Written task: Render the entries from the line holding "Target = blue water" through the line holding "x=389 y=348", both included, as a Markdown table with the columns Row and Line, giving each line a row number and skipping blank lines. Include no other lines.

Data for the task:
------
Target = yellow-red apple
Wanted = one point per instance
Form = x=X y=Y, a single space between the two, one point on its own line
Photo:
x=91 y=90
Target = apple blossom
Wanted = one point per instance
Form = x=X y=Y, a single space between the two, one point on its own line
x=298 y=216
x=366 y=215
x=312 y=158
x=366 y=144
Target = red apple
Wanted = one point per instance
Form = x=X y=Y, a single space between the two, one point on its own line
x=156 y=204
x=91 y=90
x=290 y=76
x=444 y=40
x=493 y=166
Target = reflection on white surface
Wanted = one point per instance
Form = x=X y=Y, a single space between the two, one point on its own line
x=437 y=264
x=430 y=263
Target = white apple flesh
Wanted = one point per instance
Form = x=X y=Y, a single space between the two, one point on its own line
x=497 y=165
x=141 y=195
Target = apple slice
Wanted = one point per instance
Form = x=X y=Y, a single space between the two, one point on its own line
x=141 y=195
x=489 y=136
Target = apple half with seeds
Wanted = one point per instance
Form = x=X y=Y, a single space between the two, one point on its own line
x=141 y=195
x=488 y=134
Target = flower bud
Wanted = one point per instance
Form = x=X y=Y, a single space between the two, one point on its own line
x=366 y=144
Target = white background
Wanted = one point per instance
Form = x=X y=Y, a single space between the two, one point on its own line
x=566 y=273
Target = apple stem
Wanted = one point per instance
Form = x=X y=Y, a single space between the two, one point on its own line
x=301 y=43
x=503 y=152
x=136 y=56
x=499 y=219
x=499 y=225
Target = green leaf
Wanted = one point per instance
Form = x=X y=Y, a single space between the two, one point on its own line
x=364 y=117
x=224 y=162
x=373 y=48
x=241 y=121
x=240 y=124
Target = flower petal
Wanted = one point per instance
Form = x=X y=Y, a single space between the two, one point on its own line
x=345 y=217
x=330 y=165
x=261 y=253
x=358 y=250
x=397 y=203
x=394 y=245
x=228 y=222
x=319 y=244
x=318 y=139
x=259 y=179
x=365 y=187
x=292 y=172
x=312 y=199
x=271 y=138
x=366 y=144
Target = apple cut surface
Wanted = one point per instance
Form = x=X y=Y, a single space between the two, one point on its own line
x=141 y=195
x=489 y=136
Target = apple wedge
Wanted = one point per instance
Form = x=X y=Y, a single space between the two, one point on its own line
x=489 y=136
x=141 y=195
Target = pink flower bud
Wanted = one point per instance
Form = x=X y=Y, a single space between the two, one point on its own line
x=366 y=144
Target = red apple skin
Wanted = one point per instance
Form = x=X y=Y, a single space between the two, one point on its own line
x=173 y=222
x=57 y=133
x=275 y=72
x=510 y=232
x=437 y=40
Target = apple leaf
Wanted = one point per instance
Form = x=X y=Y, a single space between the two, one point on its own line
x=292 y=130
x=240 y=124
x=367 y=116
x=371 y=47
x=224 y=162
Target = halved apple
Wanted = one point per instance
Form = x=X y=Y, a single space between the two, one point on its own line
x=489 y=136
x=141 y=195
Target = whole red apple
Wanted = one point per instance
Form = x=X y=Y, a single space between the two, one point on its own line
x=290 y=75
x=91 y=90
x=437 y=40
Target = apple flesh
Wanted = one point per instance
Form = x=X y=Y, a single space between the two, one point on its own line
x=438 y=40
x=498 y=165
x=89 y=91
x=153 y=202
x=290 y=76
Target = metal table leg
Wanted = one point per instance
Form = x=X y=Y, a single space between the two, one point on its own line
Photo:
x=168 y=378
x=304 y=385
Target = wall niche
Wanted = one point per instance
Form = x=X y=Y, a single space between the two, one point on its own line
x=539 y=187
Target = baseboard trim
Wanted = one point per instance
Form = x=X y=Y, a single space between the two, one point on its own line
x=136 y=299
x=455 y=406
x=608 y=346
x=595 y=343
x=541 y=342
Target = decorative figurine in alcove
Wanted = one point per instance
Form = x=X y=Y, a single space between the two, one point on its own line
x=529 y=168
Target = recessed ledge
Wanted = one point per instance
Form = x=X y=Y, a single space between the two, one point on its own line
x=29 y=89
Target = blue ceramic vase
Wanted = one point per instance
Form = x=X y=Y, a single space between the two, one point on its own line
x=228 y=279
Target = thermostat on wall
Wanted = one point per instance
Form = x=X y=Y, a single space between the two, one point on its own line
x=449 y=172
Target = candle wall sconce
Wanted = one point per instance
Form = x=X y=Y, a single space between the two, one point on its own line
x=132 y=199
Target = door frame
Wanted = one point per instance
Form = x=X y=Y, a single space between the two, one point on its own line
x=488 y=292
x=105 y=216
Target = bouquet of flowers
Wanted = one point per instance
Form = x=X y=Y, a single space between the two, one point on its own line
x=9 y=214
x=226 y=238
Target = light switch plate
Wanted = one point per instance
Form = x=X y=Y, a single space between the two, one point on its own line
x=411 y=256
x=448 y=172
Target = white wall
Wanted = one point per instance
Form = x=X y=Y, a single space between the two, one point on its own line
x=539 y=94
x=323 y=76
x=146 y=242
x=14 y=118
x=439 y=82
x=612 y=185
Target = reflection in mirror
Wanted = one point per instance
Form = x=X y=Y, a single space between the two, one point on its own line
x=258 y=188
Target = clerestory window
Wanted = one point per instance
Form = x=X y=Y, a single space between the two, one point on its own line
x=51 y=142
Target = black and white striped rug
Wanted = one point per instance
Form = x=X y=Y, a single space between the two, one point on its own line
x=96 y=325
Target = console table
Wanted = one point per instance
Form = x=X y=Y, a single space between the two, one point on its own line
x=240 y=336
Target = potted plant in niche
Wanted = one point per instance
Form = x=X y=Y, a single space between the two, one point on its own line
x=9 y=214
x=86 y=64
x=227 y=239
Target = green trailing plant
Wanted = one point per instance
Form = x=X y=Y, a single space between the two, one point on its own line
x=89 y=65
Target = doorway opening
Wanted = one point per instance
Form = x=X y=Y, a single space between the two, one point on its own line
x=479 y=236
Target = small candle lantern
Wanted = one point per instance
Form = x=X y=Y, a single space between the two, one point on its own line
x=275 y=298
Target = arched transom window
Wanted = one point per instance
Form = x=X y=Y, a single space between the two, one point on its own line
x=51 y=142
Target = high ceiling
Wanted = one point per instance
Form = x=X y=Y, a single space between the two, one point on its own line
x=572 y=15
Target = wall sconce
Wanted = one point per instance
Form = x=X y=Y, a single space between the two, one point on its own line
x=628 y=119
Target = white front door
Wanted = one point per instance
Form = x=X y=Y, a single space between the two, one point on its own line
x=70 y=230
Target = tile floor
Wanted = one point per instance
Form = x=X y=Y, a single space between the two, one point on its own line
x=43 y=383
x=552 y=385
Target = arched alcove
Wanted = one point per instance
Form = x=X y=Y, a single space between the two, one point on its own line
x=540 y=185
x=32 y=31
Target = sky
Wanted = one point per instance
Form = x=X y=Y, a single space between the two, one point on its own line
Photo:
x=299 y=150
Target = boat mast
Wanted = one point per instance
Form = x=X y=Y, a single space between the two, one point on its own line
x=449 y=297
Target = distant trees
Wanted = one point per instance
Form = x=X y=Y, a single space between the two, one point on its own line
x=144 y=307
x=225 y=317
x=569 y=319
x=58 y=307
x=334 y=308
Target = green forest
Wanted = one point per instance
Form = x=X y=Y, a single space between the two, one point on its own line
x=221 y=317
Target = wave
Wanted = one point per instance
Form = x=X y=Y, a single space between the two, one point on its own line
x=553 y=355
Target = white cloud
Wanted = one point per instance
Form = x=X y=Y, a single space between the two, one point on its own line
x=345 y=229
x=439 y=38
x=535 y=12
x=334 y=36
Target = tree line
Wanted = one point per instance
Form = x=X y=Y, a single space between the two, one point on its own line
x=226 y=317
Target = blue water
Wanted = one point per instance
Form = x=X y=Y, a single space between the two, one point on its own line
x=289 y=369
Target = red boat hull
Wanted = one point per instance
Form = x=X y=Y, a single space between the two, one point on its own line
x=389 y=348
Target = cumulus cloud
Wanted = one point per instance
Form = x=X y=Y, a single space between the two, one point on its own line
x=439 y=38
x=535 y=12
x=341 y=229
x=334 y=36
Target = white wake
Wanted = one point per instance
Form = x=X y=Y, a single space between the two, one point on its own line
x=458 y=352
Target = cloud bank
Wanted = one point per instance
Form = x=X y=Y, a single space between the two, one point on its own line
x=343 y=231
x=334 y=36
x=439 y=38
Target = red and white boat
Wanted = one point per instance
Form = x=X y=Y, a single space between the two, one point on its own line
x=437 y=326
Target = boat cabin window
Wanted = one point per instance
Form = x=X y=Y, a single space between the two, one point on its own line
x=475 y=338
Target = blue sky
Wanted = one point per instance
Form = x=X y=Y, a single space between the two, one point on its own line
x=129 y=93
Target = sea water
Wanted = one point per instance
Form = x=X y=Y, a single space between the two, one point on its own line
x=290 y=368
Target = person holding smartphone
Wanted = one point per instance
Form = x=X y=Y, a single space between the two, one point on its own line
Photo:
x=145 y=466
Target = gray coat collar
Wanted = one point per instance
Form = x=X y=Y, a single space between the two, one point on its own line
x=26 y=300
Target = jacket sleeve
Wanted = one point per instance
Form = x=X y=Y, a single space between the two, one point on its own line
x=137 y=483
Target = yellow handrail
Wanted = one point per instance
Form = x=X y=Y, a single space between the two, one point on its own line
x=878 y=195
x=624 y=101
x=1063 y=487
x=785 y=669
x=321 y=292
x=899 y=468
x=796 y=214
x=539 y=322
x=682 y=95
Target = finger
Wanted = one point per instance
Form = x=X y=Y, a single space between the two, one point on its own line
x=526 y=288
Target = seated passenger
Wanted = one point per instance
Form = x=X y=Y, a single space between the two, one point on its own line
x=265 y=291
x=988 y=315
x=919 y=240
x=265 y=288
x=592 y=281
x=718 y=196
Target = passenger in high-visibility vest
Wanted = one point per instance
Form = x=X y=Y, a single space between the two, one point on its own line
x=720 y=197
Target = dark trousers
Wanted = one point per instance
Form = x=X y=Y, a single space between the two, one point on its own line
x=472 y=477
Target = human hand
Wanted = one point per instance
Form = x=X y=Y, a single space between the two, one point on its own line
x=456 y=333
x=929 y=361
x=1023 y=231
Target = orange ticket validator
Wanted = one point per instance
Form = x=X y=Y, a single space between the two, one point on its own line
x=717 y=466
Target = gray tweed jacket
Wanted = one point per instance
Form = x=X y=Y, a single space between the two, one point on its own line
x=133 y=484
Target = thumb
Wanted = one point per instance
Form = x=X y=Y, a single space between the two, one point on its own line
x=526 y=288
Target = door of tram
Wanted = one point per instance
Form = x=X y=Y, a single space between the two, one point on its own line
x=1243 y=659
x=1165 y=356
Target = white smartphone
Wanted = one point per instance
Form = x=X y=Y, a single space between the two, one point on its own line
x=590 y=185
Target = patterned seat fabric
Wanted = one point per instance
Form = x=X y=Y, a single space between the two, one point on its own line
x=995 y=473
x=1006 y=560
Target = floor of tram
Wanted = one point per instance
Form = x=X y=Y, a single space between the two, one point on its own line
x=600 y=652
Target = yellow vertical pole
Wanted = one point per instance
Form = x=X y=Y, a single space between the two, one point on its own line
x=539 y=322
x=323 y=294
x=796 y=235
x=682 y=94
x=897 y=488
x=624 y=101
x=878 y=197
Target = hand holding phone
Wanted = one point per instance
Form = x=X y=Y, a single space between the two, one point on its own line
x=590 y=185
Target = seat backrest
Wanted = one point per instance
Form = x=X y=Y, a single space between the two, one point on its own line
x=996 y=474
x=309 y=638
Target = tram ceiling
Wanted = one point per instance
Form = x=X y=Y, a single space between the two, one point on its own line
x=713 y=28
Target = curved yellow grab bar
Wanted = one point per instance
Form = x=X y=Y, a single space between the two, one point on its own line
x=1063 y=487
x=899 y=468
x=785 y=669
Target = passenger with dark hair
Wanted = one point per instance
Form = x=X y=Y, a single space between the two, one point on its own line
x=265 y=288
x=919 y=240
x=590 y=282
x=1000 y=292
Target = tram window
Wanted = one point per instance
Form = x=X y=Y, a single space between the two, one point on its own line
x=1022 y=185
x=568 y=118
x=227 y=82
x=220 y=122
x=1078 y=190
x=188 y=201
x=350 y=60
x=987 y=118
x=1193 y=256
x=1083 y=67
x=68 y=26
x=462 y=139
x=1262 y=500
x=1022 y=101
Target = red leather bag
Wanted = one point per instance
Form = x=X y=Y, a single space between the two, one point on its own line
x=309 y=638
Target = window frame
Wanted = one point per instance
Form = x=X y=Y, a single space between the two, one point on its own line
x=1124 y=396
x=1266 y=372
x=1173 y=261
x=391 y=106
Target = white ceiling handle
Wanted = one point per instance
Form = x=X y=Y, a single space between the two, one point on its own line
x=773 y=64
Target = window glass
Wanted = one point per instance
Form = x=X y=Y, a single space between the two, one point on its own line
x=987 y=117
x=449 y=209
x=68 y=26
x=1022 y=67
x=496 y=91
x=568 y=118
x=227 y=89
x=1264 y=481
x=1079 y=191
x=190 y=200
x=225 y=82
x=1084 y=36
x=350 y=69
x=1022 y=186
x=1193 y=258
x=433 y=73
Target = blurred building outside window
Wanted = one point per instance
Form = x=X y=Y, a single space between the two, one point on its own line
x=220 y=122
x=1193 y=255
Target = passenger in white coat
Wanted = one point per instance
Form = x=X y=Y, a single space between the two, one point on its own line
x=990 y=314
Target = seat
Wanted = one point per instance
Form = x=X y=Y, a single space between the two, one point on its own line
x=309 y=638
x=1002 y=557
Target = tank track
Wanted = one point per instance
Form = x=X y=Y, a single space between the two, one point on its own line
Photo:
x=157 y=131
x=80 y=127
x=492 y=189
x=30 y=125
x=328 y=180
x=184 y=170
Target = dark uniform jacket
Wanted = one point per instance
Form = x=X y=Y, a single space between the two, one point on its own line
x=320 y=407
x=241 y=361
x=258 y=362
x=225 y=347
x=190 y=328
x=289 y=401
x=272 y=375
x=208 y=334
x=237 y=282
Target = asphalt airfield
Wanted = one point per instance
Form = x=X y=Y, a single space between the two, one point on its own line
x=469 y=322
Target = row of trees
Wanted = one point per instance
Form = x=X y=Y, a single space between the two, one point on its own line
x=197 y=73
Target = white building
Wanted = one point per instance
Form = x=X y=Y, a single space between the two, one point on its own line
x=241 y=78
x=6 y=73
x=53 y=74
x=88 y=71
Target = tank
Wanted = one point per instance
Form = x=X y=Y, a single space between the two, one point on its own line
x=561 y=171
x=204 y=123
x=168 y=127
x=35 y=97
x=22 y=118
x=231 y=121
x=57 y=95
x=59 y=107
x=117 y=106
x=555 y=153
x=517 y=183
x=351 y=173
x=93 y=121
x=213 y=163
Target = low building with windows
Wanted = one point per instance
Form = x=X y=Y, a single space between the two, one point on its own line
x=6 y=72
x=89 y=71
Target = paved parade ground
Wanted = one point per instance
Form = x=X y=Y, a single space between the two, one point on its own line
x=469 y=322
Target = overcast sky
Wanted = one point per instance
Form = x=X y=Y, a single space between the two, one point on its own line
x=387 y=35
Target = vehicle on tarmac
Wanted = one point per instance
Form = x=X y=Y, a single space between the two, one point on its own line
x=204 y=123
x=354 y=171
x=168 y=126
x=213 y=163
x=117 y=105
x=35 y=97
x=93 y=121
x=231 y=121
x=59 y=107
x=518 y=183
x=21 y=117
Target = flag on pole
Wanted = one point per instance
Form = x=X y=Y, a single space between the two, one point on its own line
------
Reply to the exercise:
| Row | Line |
|---|---|
| 1 | Target = blue water |
| 2 | Wanted = one point per instance |
| 3 | Form = x=X y=Y, a single space between the two, one point on its own line |
| 4 | x=289 y=369 |
| 5 | Target = red boat hull |
| 6 | Wanted = one point per instance |
| 7 | Form = x=X y=Y, a single space between the two, one point on its own line |
| 8 | x=389 y=348 |